GIVEN TEXT:
Segment Open

It's the end to a tumultuous nine-month stretch of Boozer's NBA career. The third-year forward signed with the Jazz amid a national outcry over the circumstances of his departure from Cleveland, which failed to trigger an option that would have paid Boozer $695,000 this year, then protested publicly when he accepted a $68 million contract with the Jazz.
Boozer's first month in Utah was brilliant - he averaged 22.2 points and 10.3 rebounds in the Jazz's first 10 games - and he contributed 21 double-doubles in the first half of the season. But as the Jazz declined, so too did Boozer's production, and he went into a monthlong slump that prompted owner Larry Miller to publicly chastise him: "Some nights, he has looked like he didn't care that much."
Four days later, Boozer, who earns $10.97 million, played for the last time this season.

Segment Closed

LISTED RECORDS:
Segment Open

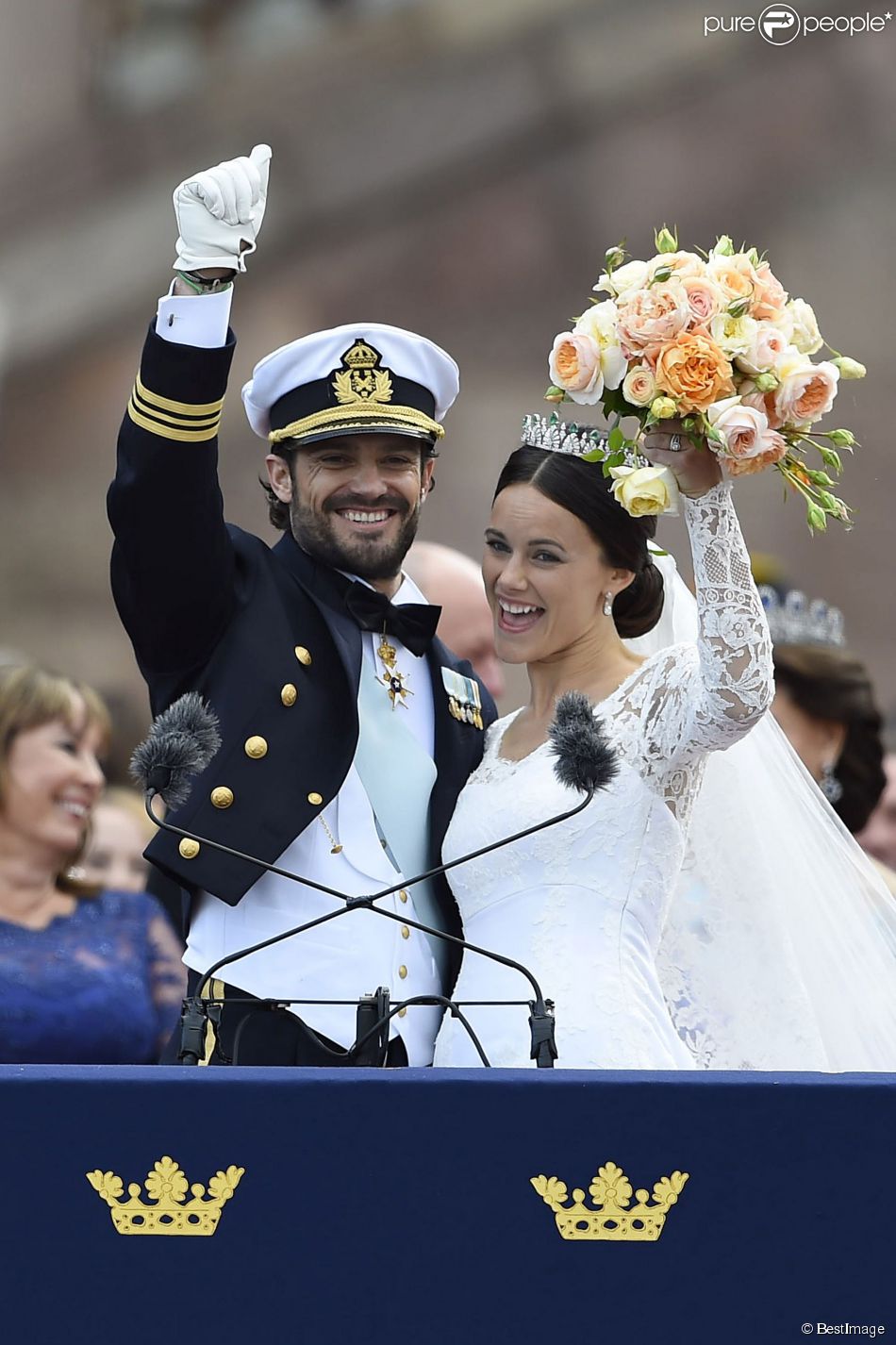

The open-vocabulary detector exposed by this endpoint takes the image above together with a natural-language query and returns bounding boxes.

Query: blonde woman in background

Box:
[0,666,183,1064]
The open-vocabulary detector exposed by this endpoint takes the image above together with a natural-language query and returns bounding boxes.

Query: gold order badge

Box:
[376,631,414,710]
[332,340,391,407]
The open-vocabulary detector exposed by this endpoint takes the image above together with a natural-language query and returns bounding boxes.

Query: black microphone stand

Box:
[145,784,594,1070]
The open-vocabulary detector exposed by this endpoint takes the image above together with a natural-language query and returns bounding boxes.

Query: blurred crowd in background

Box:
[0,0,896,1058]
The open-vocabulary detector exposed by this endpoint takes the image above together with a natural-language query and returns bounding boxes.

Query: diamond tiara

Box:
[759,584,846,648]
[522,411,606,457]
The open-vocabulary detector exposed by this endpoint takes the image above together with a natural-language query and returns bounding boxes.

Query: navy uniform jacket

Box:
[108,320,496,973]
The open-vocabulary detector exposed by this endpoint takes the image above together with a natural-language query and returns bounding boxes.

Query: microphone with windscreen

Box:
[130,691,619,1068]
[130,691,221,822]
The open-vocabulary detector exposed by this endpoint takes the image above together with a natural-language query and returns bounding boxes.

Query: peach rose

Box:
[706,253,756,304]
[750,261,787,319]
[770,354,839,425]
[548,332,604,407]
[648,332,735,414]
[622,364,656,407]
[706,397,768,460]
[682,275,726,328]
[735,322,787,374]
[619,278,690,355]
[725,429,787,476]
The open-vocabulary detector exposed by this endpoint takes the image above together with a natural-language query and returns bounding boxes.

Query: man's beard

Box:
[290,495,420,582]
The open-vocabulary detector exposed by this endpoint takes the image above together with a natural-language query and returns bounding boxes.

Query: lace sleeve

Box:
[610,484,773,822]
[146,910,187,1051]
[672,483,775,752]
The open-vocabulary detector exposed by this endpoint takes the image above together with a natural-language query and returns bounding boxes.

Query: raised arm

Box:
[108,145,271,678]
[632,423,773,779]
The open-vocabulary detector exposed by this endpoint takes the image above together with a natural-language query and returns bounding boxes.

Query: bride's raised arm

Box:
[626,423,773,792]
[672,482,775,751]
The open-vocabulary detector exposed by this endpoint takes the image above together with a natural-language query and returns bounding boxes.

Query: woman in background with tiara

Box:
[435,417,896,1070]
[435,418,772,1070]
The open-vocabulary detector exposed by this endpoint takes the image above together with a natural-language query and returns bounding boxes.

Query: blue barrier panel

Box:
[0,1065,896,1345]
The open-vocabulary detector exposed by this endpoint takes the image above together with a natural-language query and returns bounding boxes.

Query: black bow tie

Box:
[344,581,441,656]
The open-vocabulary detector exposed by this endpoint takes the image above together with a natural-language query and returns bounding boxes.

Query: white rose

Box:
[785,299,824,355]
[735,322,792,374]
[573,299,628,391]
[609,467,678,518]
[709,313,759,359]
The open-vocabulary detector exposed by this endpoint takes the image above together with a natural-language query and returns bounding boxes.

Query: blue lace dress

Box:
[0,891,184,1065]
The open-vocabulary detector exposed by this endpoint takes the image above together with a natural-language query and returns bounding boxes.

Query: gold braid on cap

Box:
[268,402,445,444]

Segment Closed

TO DO:
• a. According to the Boozer passage, what were his averages in the Jazz's first 10 games?
• b. Say whether each statement agrees with the Boozer passage, and back each answer with the deciding words quoted from it. (i) Boozer accepted a $68 million contract with the Jazz. (ii) Boozer was a fifth-year forward when he signed with the Jazz. (iii) Owner Larry Miller publicly praised Boozer during his slump.
• c. Resume the Boozer passage after its last sentence.

TASK-BY-TASK ANSWERS:
• a. 22.2 points and 10.3 rebounds.

• b.
(i) Yes: "then protested publicly when he accepted a $68 million contract with the Jazz."
(ii) No: "The third-year forward signed with the Jazz."
(iii) No: "prompted owner Larry Miller to publicly chastise him."

• c.
Boozer is the third Jazz player in this injury-ruined year to have his season cut short. Guard Raul Lopez injured his left knee one day after Boozer's injury and had season-ending surgery a week later. And Andrei Kirilenko, who missed 26 games with a knee injury in December and January, broke his left wrist last Thursday.
The Jazz, who had counted on Boozer and Kirilenko to form a potent forward tandem, were 11-14 in the few games both played. Utah is 11-34 without one or both.
With his return for the final few games ruled out, the Jazz are focused on rehabilitating Boozer for next season, Briggs said. "We will keep him here after the season until his doctor feels he has tested his foot enough that he's pretty sure this is going to be OK," Briggs said, adding that Boozer's conditioning during the injury has been excellent. "We're not going to let him go home to Miami and call us and tell us how it feels. He'll be here doing rehab."
pmiller@sltrib.com
UPS AND DOWNS
Carlos Boozer with the Utah Jazz - a timeline
JULY 8
* Jazz stun the NBA by reaching agreement with Boozer, who had been widely assumed to be returning to the Cavaliers, to a free-agent contract worth $68 million over six years.
JULY 29
* Boozer formally signs contract, joins Jazz.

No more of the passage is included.